Se explica, en este contexto, el rumor de que el jefe del fascismo habría logrado hacer asesinar al Papa, enfermo desde hacía muchos meses. Veinte años después, en 1959, haciendo publicar uno de los discursos inconclusos escritos para la ocasión por el moribundo Pontífice, fue Juan XXIII quien eliminó la base de estas representaciones romancescas (pero, a veces, trasladadas a la historiografía) recurrentes e infundadas, como la supuesta voluntad papal de denunciar el Concordato con Italia, o como la contraposición entre Pío XI y su secretario de Estado Eugenio Pacelli, que lo sucedería con el nombre de Pío XII.


Nacido en el corazón de la Brianza, en Desio, el 31 de mayo de 1857, Achille Ratti fue ordenado sacerdote en 1879 en Roma – y gracias a una sólida formación intelectual y al enérgico sentido práctico – dirigió, sucesivamente y con creciente prestigio, dos de las mayores instituciones culturales del mundo, las bibliotecas Ambrosiana y Vaticana. Desde alí, por sorpresa, en 1918 fue enviado como representante pontificio a Varsovia, donde un año después fue nombrado nuncio y consagrado arzobispo. La misión diplomática y pastoral se reveló difícil entre guerra y nacionalismos, en las fronteras de la agitación bolchevique. Revestido de la púrpura romana en 1921, fue arzobispo de Milán sólo por pocos meses, casi predestinado a su lema, bíblico, raptim transit: en el cónclave de 1922, el 6 de febrero, era elegido sucesor de Benedicto XV.

__Material proporcionado__

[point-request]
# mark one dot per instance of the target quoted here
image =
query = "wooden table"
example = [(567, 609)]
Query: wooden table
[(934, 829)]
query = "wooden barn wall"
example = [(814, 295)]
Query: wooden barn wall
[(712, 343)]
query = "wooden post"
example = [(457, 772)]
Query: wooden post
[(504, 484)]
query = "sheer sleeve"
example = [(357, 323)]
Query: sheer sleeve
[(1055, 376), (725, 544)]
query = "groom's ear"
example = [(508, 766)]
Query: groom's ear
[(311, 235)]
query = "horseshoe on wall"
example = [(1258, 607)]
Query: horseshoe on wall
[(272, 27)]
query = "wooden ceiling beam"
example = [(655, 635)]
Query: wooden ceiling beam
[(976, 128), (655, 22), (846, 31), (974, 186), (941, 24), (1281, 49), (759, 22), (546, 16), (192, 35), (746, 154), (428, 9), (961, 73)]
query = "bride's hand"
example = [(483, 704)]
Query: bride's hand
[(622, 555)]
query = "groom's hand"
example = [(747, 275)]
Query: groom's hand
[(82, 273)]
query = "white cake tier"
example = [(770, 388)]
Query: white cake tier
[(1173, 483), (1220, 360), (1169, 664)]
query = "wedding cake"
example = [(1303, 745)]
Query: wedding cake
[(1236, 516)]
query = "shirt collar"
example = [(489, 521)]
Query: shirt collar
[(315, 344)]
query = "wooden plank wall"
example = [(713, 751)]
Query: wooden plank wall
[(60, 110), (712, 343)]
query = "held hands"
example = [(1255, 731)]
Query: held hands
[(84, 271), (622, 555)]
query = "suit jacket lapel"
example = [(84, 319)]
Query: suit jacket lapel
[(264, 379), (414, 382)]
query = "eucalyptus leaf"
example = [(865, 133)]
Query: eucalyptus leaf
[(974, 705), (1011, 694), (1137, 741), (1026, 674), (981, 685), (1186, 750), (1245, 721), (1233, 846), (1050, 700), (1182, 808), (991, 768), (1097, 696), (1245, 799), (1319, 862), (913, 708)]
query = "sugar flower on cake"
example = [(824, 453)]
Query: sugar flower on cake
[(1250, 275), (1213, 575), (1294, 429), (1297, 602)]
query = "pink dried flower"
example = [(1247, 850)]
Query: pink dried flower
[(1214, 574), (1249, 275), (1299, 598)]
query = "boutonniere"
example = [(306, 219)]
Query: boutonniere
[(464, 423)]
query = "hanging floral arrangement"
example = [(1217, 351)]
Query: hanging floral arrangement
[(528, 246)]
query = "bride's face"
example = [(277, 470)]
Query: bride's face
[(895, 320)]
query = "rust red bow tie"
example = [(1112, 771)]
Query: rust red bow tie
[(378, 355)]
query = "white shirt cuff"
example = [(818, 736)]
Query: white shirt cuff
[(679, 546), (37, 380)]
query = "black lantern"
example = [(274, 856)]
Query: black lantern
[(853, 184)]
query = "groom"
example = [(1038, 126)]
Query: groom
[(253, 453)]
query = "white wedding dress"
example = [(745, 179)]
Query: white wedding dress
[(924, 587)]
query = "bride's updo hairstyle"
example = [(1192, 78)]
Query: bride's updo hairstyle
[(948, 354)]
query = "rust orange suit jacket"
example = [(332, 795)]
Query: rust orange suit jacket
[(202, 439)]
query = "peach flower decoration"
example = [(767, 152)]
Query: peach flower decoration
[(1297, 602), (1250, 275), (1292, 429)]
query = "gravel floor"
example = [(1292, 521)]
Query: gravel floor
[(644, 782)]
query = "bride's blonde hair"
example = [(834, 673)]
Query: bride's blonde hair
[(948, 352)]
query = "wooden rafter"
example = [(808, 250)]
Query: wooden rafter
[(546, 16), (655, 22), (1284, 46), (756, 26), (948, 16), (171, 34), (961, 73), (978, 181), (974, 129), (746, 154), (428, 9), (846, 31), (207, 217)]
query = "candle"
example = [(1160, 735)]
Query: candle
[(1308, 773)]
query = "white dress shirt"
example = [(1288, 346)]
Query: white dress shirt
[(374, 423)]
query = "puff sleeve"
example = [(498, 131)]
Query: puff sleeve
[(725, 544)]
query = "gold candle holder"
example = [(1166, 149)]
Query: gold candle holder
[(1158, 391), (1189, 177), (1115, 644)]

__Enunciado del problema__
Vuelve a escribir la parte del texto sobre Pío XI que va entre "Nacido en el" y "de Benedicto XV.", ambos incluidos, y renombra "Achille Ratti" como "Aquiles Ratti".

__Respuesta al problema__
Nacido en el corazón de la Brianza, en Desio, el 31 de mayo de 1857, Aquiles Ratti fue ordenado sacerdote en 1879 en Roma – y gracias a una sólida formación intelectual y al enérgico sentido práctico – dirigió, sucesivamente y con creciente prestigio, dos de las mayores instituciones culturales del mundo, las bibliotecas Ambrosiana y Vaticana. Desde alí, por sorpresa, en 1918 fue enviado como representante pontificio a Varsovia, donde un año después fue nombrado nuncio y consagrado arzobispo. La misión diplomática y pastoral se reveló difícil entre guerra y nacionalismos, en las fronteras de la agitación bolchevique. Revestido de la púrpura romana en 1921, fue arzobispo de Milán sólo por pocos meses, casi predestinado a su lema, bíblico, raptim transit: en el cónclave de 1922, el 6 de febrero, era elegido sucesor de Benedicto XV.